> [PÁGINA]
<<<<
La composición del cosmos —sintetizada convincentemente por varios autores—, consiste en un plano terrestre en forma de flor de cuatro pétalos, orientado cada uno de ellos hacia un punto cardinal. Arriba de esta superficie se levantan trece pisos celestes y debajo hay nueve pisos pertenecientes al inframundo. Los niveles horizontales estaban ligados por diversos elementos verticales que podían ser representados, por ejemplo, mediante árboles cuyos troncos eran divinas vías de comunicación; mientras que sus ramas arañaban el cielo, sus raíces se hundían para tocar la materia del subsuelo.
Sin embargo, esta descripción debe ser complementada con otra más sencilla vinculada a la vida cotidiana de los pueblos mesoamericanos, y sustentada en su experiencia. Para ellos el paisaje está hecho de sierras y planicies, de ambientes variados que se pueden recorrer o que son inaccesibles. En su modelo la superficie terrestre es como una enorme isla de planta circular con elevaciones y depresiones que se halla rodeada efectivamente por un mar. Sobre la línea del horizonte este mar eleva sus extremos para continuar en el cielo que es, a su vez, el techo del mundo. Cielo y mar son una misma pieza. Al mismo tiempo el agua salada permea toda la inmensa isla, filtrándose hasta quedar dulce al momento de aflorar a la superficie por manantiales y escorrentías. El agua también proviene, con toda congruencia, del cielo y de las partes altas en donde se forman las nubes.
>>>>
> [QUÉ SE PIDE]
Escribe la continuación del texto sobre el cosmos mesoamericano a partir de su última oración. Los elementos no tienen ningún papel en esto.

> [INFORMACIÓN PROPORCIONADA]
<<<<
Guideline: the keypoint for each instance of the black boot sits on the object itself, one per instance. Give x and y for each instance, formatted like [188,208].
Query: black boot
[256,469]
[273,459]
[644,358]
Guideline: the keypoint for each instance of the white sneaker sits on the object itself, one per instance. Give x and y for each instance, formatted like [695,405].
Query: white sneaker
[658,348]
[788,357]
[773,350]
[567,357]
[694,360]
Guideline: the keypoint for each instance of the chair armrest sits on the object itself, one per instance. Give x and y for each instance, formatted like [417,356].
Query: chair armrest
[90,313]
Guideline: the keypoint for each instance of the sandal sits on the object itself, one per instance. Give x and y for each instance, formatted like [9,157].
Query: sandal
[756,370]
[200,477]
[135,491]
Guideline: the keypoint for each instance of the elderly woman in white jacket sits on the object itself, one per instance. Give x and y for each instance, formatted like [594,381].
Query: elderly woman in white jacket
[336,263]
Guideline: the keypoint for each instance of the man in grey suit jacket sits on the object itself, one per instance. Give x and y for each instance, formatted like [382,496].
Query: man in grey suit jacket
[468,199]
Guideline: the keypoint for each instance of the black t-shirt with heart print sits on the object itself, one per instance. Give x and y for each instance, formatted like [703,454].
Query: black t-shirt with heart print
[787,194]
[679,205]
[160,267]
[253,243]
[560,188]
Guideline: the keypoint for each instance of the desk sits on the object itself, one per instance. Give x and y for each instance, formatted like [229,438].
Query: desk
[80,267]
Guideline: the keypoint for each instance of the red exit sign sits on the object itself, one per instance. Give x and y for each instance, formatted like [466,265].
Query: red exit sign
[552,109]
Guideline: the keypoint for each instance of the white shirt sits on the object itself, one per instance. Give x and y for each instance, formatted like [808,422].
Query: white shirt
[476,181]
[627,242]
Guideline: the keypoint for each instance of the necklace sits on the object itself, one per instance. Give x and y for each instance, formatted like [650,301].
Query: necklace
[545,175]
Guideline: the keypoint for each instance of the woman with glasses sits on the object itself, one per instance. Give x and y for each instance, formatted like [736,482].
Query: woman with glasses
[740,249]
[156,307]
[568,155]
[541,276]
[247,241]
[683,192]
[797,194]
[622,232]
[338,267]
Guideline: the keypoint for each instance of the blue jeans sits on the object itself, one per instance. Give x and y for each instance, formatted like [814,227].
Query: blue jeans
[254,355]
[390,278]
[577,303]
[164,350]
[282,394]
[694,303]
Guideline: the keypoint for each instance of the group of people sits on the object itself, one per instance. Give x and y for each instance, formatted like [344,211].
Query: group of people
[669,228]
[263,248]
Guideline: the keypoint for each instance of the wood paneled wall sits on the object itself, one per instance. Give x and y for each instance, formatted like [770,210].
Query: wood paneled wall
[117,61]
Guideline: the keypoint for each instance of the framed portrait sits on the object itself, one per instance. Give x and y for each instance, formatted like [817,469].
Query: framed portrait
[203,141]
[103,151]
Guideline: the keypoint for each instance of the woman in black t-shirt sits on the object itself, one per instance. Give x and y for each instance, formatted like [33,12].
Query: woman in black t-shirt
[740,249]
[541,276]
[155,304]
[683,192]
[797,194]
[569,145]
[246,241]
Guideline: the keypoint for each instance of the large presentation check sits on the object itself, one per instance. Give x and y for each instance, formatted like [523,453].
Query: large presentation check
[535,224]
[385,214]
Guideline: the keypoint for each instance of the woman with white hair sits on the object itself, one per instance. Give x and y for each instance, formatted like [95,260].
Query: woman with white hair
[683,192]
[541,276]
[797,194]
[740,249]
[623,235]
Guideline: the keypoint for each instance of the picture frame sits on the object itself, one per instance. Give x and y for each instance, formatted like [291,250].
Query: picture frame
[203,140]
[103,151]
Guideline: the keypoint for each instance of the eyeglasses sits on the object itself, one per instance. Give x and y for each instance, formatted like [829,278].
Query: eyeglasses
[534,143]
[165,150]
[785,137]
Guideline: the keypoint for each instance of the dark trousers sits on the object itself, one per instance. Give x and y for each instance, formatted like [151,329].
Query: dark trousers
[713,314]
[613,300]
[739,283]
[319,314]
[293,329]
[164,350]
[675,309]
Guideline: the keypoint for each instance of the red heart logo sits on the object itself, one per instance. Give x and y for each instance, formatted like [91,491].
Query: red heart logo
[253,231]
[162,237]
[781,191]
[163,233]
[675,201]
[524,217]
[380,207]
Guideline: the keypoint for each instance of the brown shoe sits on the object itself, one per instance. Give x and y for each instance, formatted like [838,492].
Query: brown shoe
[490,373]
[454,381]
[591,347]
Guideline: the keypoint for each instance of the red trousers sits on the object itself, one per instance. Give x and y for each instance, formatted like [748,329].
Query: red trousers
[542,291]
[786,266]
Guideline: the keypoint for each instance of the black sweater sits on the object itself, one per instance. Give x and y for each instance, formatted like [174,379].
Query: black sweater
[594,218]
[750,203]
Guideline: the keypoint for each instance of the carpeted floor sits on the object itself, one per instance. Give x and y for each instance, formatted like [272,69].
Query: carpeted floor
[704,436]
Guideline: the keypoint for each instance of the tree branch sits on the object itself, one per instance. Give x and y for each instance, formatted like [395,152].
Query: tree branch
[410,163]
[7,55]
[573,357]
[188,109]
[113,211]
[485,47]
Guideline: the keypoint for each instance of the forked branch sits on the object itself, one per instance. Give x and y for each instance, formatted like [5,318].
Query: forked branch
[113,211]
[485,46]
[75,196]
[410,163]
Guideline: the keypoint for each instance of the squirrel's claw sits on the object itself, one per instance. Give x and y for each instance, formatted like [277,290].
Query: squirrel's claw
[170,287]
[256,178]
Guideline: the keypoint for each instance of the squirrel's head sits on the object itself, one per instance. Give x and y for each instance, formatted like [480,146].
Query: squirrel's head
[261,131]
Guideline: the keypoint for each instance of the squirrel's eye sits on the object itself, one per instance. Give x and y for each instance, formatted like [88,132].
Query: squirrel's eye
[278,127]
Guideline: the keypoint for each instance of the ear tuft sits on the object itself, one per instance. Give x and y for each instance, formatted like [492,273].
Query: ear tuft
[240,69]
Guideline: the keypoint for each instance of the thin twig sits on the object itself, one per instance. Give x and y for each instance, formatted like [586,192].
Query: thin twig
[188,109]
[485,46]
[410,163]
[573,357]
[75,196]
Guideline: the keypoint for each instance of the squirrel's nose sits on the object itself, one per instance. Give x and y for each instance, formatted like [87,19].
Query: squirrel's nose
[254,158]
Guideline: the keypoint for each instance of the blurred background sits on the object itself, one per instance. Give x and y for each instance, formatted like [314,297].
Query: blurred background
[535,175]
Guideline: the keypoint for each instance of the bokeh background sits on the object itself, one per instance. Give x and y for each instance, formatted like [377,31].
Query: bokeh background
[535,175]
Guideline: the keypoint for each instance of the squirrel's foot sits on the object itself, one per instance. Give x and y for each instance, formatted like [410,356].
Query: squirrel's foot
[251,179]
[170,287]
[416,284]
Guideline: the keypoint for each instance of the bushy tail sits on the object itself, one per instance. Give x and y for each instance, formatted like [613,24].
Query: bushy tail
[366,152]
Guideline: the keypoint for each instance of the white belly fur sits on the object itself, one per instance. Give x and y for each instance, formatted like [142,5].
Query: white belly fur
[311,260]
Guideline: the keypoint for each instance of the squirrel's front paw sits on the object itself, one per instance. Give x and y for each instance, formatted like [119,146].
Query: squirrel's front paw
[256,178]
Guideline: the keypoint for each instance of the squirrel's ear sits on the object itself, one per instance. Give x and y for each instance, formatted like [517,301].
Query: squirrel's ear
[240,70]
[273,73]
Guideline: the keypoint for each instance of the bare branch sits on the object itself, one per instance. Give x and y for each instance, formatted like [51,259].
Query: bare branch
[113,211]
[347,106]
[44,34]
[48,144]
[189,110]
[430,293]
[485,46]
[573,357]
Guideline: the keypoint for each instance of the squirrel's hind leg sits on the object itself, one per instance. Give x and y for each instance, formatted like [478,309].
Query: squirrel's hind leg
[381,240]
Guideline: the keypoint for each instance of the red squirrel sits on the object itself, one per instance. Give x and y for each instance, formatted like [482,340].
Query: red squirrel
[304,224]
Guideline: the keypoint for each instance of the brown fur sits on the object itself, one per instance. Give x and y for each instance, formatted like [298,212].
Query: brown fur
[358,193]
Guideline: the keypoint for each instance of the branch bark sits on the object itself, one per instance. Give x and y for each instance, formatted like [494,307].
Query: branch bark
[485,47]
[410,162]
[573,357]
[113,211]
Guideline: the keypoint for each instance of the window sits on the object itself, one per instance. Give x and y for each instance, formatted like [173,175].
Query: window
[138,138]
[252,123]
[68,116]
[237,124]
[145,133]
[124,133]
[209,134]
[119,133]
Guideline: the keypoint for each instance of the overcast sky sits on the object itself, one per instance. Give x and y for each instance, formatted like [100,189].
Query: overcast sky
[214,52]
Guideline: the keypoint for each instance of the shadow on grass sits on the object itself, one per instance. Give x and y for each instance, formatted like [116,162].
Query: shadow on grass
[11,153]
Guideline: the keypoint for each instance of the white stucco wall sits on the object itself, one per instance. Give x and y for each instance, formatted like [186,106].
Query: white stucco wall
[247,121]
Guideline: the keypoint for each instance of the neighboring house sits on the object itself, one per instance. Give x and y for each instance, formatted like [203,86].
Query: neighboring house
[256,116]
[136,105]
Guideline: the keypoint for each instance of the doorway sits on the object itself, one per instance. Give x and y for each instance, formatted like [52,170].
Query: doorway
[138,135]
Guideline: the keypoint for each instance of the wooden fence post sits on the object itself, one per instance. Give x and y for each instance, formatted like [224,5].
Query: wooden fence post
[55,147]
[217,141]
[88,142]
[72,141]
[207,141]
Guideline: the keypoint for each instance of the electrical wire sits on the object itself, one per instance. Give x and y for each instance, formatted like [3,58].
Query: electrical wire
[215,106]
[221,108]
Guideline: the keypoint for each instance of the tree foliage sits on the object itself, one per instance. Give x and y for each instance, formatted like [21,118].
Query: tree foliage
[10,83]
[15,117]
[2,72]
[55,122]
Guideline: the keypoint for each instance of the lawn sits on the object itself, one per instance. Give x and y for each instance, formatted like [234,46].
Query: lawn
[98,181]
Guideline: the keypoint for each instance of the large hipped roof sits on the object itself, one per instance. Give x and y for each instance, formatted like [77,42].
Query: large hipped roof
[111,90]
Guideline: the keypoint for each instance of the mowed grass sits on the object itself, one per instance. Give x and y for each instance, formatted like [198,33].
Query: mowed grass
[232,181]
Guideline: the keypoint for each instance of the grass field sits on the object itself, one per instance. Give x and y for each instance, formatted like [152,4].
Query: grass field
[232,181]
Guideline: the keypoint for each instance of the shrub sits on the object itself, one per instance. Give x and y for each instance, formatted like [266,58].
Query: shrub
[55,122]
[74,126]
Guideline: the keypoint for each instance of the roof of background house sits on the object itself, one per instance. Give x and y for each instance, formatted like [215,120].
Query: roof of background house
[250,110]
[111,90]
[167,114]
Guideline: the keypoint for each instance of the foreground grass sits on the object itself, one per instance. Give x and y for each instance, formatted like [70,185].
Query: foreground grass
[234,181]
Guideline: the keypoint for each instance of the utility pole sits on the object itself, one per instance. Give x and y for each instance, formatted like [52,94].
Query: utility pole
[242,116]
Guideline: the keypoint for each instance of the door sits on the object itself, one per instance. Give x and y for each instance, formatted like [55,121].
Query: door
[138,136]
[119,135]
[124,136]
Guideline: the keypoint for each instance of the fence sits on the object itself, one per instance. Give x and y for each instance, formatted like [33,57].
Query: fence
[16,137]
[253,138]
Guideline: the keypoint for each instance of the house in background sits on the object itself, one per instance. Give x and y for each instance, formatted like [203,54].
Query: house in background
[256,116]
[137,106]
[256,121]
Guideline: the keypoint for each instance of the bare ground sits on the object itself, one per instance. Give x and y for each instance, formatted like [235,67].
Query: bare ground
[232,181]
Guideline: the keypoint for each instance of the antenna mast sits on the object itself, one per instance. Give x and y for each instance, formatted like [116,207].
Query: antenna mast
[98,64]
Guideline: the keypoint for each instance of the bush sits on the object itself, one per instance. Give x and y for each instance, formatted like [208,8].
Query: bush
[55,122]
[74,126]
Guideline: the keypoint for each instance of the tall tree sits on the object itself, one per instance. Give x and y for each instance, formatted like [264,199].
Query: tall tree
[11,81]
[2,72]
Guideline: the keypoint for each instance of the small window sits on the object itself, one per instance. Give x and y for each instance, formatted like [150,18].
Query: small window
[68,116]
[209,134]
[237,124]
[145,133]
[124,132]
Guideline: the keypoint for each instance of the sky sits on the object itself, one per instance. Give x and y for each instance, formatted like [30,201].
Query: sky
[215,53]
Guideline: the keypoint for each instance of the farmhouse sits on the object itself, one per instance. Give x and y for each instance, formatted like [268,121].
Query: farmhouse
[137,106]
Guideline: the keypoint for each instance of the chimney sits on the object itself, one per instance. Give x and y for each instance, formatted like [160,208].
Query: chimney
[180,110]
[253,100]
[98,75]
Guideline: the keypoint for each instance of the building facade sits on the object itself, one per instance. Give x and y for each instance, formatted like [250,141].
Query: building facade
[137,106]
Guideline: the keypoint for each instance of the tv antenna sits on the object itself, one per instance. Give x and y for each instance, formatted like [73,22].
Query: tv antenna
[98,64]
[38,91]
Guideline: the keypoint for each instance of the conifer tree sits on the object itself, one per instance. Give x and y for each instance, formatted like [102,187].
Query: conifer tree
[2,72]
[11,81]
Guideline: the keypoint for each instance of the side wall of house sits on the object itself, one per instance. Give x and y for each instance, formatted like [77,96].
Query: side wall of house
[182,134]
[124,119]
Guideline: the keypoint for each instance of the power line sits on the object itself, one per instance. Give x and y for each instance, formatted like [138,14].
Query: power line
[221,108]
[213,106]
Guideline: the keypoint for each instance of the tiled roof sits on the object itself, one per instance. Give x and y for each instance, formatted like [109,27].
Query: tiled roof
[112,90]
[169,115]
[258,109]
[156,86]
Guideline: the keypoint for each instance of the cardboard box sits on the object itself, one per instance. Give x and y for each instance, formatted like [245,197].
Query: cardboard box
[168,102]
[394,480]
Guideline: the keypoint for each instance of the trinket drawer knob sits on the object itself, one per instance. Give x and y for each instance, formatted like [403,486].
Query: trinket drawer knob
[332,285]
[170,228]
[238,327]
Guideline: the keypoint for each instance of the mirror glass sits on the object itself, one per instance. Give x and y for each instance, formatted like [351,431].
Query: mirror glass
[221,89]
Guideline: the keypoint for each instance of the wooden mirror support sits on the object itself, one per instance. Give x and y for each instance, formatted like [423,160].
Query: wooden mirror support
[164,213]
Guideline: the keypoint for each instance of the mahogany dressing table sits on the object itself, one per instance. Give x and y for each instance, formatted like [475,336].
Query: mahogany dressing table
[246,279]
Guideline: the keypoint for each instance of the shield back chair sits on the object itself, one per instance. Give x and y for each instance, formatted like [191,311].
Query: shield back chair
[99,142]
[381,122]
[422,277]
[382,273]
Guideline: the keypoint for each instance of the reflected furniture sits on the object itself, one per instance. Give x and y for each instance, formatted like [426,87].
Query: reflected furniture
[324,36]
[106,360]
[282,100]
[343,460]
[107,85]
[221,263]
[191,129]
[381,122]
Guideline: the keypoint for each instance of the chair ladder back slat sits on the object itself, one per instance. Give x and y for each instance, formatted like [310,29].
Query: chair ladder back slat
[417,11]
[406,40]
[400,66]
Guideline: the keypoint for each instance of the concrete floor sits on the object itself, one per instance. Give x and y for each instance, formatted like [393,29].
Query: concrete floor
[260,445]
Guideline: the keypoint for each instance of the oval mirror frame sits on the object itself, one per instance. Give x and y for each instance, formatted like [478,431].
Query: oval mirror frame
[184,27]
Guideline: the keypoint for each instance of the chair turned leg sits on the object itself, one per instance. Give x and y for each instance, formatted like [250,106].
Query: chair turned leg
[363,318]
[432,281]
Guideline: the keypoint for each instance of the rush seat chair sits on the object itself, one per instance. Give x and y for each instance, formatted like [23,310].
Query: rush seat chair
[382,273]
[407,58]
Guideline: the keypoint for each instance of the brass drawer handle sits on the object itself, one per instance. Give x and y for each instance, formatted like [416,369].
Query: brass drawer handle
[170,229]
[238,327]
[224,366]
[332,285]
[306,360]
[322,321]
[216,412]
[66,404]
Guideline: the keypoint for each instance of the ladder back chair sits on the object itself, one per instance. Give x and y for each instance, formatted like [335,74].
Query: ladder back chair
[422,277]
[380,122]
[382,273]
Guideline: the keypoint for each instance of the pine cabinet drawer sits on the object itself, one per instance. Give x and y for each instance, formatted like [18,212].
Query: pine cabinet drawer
>>>>
> [RESPUESTA]
No hay dificultad para probar este modelo, basta con cavar un pozo para darse cuenta de que la tierra está rellena de agua. Los cerros son entonces grandes depósitos de este líquido que escurre desde lo alto en forma de arroyos y ríos. Los manantiales son cuarteaduras de esos cerros que dejan escapar el agua. Hay incluso quien ha entrado por oquedades a las montañas para comprobar que en el interior de las grutas y cuevas hay mucha humedad, escurrimientos constantes y encharcamientos. Por si fuera poco, la observación cuidadosa también nos revela cómo las nubosidades asociadas a la lluvia se producen en las laderas montañosas; de modo que, respecto al agua, el modelo mesoamericano es exacto, tanto como la expresión confeccionada por Fray Bernardino de Sahagún en el sentido de que los montes eran, para los indios, “casas llenas de agua”.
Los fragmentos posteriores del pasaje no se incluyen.